Top of Recorded information

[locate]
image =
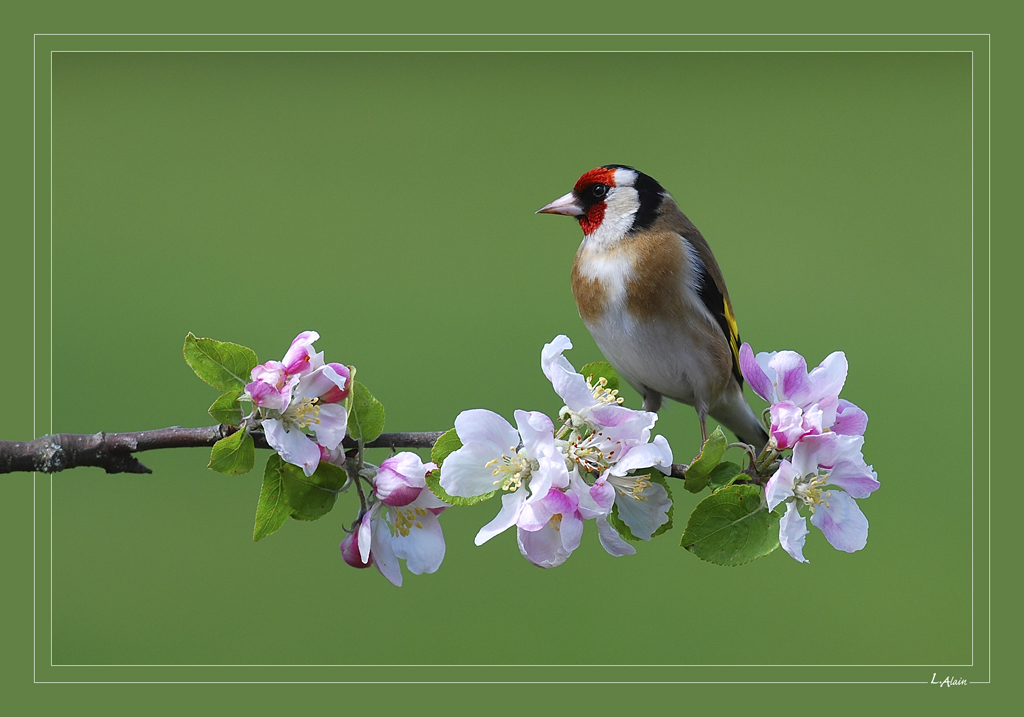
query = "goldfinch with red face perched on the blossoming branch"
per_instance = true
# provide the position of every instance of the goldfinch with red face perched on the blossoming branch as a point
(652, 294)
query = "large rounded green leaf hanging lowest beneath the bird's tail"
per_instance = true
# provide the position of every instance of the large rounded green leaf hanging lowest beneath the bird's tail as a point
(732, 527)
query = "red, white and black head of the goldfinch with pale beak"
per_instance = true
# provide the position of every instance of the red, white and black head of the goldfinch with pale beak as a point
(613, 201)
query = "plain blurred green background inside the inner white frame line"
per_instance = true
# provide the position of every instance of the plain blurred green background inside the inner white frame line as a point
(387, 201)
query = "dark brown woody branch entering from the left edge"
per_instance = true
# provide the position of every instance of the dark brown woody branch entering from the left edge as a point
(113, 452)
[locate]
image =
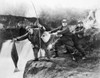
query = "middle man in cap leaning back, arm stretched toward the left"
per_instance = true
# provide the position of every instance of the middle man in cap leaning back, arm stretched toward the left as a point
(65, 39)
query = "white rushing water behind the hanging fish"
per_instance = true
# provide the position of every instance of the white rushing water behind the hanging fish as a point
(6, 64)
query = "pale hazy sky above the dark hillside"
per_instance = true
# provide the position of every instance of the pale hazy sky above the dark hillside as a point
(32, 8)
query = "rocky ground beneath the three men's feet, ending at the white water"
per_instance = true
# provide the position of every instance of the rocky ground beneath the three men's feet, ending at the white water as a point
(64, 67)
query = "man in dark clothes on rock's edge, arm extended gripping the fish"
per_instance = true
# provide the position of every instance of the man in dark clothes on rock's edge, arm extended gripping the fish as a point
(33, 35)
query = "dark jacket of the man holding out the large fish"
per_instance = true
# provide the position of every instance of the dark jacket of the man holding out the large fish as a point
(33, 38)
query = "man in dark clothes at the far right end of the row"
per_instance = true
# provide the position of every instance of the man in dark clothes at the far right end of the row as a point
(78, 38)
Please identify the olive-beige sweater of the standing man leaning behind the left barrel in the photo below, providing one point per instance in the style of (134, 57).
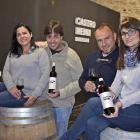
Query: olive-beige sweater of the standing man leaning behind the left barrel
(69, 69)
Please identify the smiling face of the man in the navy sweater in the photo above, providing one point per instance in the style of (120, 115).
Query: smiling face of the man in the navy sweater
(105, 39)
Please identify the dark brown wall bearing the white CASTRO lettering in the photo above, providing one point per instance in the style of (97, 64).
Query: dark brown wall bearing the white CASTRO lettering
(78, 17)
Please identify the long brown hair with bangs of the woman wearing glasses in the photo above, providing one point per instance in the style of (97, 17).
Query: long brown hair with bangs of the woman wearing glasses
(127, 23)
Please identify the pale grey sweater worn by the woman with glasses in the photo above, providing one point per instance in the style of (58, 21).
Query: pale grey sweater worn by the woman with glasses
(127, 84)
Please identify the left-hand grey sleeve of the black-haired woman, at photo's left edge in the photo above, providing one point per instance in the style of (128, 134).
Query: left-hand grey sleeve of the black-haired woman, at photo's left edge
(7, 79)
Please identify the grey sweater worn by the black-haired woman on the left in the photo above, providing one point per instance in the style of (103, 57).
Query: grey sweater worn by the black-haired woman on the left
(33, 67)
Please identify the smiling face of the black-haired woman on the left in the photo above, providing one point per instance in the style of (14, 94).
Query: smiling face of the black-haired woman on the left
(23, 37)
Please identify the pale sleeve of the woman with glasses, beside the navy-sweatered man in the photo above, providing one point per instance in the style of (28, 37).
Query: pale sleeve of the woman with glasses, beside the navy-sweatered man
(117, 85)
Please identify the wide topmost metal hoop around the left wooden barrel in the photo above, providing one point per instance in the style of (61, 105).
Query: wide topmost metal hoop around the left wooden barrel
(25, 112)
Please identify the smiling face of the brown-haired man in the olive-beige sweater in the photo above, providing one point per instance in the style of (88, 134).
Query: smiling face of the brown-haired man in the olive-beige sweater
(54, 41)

Bottom of Recorded information

Give back each entry exactly as it appears, with no pictures.

◆ Task response:
[locate]
image =
query = "goldfinch with red face perched on the blossoming branch"
per_instance = true
# provide the position of every instance of the goldfinch with red face perched on the blossoming branch as a point
(652, 294)
query = "large rounded green leaf hanging lowest beneath the bird's tail"
per_instance = true
# provide the position of every instance of the large rounded green leaf hanging lowest beneath the bird's tail as a point
(732, 527)
query = "red, white and black head of the goldfinch with pale beak"
per_instance = true
# provide the position of every instance of the red, white and black head of the goldfinch with pale beak as a point
(613, 201)
query = "plain blurred green background inside the inner white frame line"
per_instance = true
# provide the position of every instance of the plain blurred green background inside the inner white frame line as a point
(387, 201)
query = "dark brown woody branch entering from the left edge"
per_instance = true
# provide the position of every instance of the dark brown woody branch entering from the left edge as a point
(113, 452)
[locate]
image =
query = "middle man in cap leaning back, arm stretched toward the left"
per_instance = true
# provide the position of every instance of the middle man in cap leaning back, arm stretched toward the left as a point
(65, 39)
query = "white rushing water behind the hanging fish"
per_instance = true
# provide the position of every instance of the white rushing water behind the hanging fish as a point
(6, 64)
query = "pale hazy sky above the dark hillside"
per_instance = true
# provide the position of every instance of the pale hazy sky above the dark hillside as a point
(32, 8)
query = "rocky ground beneath the three men's feet, ending at the white water"
per_instance = true
# provide the position of every instance of the rocky ground beneath the three men's feet, ending at the white water as a point
(64, 67)
query = "man in dark clothes on rock's edge, arm extended gripping the fish"
per_instance = true
# provide the position of every instance of the man in dark clothes on rock's edge, arm extended gripping the fish as a point
(33, 35)
query = "dark jacket of the man holding out the large fish"
per_instance = true
# provide the position of every instance of the dark jacket of the man holding out the large fish as a point
(33, 38)
query = "man in dark clothes at the far right end of the row"
per_instance = true
# provide the position of every instance of the man in dark clothes at the far right end of the row as a point
(78, 38)
Please identify the olive-beige sweater of the standing man leaning behind the left barrel in the photo below, providing one point per instance in the style of (134, 57).
Query: olive-beige sweater of the standing man leaning behind the left barrel
(69, 69)
Please identify the smiling face of the man in the navy sweater in the photo above, providing one point per instance in the style of (120, 115).
Query: smiling face of the man in the navy sweater
(105, 39)
Please identify the dark brown wall bearing the white CASTRO lettering in the photo above, providing one point per instance in the style of (97, 64).
Query: dark brown wall bearing the white CASTRO lettering
(78, 17)
Please identify the long brown hair with bangs of the woman wearing glasses in the photo above, providing one point per instance in the style of (97, 17).
Query: long brown hair with bangs of the woman wearing glasses
(127, 23)
Please identify the pale grey sweater worn by the woman with glasses in the photo above, providing one point per instance in the style of (58, 21).
Query: pale grey sweater worn by the woman with glasses
(127, 84)
Please identify the left-hand grey sleeve of the black-haired woman, at photo's left edge in the photo above, providing one point per instance in the style of (128, 134).
Query: left-hand grey sleeve of the black-haired woman, at photo's left edge
(7, 79)
Please identify the grey sweater worn by the black-haired woman on the left in the photo above, providing one point per instance in the style of (103, 57).
Query: grey sweater worn by the black-haired woman on the left
(33, 67)
Please identify the smiling face of the black-haired woman on the left in the photo above, providing one point per instance in the style of (14, 94).
Query: smiling face of the black-haired woman on the left
(23, 37)
Please identify the pale sleeve of the woman with glasses, beside the navy-sweatered man in the photo above, providing one point per instance in the style of (28, 37).
Query: pale sleeve of the woman with glasses, beside the navy-sweatered man
(117, 85)
Please identify the wide topmost metal hoop around the left wooden barrel in the photo above, providing one point per instance in the style of (61, 105).
Query: wide topmost metal hoop around the left wooden barrel
(25, 112)
Please identify the smiling face of the brown-haired man in the olive-beige sweater in the photo above, providing one point per instance in the style of (88, 134).
Query: smiling face of the brown-haired man in the olive-beige sweater
(54, 41)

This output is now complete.